## What you should do
Beginning with the first line of the data below, set down each line exactly through the line that contains "point: weed at".

Saved data entries
=== Begin Enclosure ===
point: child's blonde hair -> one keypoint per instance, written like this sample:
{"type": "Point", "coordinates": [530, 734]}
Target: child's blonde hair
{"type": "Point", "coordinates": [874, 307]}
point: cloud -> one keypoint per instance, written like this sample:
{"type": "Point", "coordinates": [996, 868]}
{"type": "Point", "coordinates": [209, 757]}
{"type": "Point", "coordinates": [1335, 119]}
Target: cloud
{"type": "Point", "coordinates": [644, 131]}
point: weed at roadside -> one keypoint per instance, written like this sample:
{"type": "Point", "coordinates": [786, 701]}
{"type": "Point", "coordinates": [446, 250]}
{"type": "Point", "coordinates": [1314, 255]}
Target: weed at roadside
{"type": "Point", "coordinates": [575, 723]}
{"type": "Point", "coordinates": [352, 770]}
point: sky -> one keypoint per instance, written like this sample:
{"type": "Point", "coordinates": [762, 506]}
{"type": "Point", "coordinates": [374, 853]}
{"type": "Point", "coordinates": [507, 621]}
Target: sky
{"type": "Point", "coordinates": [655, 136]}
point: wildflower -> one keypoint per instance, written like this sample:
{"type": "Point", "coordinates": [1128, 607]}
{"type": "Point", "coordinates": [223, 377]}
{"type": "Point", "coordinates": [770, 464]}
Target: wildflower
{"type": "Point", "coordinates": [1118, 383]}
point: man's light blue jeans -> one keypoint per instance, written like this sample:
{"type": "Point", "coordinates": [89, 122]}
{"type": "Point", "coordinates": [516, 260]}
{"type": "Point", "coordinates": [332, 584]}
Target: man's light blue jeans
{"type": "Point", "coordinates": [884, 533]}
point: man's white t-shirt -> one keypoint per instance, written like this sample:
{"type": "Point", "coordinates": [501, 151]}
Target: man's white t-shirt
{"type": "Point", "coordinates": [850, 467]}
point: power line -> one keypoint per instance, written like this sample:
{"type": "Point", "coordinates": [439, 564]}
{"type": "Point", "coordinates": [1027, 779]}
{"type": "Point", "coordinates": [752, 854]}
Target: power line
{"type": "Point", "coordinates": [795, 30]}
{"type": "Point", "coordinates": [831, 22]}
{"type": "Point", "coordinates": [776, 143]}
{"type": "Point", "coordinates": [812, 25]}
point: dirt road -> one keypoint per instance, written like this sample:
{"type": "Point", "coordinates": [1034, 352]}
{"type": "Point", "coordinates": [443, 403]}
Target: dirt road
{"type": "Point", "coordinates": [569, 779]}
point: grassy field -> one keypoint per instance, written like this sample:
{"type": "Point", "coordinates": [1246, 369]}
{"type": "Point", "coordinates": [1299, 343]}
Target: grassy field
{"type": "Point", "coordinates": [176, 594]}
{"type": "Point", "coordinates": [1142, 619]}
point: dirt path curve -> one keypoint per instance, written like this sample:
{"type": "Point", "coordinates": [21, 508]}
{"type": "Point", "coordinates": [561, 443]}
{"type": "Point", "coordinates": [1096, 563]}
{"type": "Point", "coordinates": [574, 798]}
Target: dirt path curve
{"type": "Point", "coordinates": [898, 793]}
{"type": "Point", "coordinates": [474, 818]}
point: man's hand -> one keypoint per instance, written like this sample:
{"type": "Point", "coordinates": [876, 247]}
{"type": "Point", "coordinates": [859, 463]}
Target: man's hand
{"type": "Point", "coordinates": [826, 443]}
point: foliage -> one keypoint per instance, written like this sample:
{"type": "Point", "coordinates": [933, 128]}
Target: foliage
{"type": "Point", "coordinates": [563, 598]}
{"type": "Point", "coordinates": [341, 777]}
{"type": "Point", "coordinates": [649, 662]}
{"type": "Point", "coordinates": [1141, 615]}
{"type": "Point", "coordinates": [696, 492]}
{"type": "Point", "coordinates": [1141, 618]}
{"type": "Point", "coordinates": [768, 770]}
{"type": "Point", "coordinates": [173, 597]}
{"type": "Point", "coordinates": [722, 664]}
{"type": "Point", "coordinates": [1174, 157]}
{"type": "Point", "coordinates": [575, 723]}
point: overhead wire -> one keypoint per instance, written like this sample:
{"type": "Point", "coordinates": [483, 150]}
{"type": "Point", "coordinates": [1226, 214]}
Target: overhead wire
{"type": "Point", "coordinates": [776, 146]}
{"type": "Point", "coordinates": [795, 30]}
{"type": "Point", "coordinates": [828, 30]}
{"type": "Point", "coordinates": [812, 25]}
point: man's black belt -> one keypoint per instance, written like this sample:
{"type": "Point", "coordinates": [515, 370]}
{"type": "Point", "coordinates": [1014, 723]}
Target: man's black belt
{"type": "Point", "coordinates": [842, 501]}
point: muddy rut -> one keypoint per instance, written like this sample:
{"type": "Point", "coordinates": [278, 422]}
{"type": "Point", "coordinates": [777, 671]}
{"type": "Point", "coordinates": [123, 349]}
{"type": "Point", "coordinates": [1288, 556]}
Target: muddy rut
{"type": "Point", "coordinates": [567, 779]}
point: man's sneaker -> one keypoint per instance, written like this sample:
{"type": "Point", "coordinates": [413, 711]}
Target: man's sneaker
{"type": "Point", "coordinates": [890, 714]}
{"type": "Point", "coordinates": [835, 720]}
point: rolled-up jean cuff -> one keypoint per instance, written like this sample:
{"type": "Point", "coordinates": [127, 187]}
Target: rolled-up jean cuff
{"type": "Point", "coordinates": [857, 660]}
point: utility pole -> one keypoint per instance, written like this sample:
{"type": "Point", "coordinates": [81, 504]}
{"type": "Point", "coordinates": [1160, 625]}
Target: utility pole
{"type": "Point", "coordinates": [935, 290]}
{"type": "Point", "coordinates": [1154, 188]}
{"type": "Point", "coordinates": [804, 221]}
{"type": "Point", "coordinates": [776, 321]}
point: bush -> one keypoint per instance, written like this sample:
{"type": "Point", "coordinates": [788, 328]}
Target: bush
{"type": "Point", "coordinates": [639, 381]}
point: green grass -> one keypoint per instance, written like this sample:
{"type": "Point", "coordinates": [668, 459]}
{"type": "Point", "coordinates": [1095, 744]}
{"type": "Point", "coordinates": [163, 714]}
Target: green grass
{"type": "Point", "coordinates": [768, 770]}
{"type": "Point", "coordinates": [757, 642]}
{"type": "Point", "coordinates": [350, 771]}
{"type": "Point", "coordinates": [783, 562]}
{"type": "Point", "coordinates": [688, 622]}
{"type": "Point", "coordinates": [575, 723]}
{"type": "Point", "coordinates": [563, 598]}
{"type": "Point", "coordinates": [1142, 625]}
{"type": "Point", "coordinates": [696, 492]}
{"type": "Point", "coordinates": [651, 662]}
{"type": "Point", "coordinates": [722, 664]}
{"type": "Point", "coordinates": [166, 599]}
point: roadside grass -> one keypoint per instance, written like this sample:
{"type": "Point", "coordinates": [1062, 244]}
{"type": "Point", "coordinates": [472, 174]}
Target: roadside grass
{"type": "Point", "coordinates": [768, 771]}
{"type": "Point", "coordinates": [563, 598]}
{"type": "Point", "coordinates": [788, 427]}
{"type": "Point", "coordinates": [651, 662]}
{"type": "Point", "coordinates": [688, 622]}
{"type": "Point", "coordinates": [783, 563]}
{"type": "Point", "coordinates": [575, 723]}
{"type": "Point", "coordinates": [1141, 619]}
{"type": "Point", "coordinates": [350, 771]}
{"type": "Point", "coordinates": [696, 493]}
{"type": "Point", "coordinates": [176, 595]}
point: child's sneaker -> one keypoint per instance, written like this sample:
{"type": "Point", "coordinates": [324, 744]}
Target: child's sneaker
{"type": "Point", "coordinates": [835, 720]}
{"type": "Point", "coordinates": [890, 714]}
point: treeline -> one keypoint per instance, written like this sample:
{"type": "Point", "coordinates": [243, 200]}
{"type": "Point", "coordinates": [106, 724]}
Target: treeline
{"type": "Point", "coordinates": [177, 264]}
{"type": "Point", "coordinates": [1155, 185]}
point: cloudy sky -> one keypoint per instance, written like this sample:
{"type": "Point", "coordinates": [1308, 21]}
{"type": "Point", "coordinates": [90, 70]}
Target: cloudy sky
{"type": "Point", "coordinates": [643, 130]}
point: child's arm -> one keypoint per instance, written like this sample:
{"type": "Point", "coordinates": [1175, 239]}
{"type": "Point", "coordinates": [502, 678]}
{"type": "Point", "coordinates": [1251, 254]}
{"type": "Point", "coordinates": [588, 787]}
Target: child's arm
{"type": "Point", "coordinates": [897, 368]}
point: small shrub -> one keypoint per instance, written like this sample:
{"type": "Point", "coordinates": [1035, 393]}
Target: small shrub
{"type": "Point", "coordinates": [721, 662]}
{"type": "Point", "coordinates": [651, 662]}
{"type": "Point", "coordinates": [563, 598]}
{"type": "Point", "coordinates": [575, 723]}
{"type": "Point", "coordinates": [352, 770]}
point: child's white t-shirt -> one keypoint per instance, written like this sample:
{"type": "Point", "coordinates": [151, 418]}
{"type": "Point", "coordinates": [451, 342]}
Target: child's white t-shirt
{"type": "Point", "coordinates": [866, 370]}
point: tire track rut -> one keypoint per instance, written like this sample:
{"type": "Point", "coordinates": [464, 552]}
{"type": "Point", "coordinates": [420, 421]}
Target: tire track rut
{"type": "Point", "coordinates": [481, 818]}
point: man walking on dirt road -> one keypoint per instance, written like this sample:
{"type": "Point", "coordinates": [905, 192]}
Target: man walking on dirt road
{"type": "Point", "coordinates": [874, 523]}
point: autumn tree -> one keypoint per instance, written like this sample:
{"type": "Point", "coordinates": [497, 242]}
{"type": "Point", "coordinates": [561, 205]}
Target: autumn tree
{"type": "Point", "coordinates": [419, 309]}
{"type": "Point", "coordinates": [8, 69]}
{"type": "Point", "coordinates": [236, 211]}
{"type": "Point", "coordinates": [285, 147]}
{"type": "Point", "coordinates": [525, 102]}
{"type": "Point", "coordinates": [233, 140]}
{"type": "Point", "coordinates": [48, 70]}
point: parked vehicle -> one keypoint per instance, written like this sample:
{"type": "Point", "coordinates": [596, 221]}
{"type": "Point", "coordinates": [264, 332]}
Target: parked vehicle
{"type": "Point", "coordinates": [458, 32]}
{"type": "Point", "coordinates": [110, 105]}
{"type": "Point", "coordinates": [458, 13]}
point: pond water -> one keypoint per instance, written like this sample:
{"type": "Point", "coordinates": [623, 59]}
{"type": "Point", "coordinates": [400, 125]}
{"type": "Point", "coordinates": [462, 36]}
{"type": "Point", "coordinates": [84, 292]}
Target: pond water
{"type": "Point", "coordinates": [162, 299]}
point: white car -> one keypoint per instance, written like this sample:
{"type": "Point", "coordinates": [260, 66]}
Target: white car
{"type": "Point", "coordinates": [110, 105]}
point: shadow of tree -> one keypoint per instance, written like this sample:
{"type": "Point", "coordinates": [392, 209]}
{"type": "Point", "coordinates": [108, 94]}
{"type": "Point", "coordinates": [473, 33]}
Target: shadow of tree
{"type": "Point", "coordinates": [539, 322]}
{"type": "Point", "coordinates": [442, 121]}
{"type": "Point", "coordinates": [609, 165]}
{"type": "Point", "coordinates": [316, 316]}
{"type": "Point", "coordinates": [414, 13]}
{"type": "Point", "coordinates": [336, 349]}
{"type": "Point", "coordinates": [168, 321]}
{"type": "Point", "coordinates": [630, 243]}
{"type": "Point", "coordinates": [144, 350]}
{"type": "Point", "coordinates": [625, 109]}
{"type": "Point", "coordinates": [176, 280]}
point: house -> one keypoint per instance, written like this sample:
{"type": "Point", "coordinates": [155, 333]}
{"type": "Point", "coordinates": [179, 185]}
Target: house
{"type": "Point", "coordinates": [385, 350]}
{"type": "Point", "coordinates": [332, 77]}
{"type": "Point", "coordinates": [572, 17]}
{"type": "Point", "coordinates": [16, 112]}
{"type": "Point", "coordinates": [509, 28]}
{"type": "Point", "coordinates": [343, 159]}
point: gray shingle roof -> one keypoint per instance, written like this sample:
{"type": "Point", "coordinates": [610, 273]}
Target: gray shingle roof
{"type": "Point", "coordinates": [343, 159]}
=== End Enclosure ===
## Response area
point: child's blonde hair -> one keypoint per instance, written like this sample:
{"type": "Point", "coordinates": [530, 734]}
Target: child's blonde hair
{"type": "Point", "coordinates": [874, 307]}
point: cloud -> one keypoint per instance, written like this sample:
{"type": "Point", "coordinates": [996, 868]}
{"type": "Point", "coordinates": [209, 757]}
{"type": "Point", "coordinates": [1335, 119]}
Target: cloud
{"type": "Point", "coordinates": [644, 131]}
point: weed at roadside -> one keypoint per instance, written like this sample:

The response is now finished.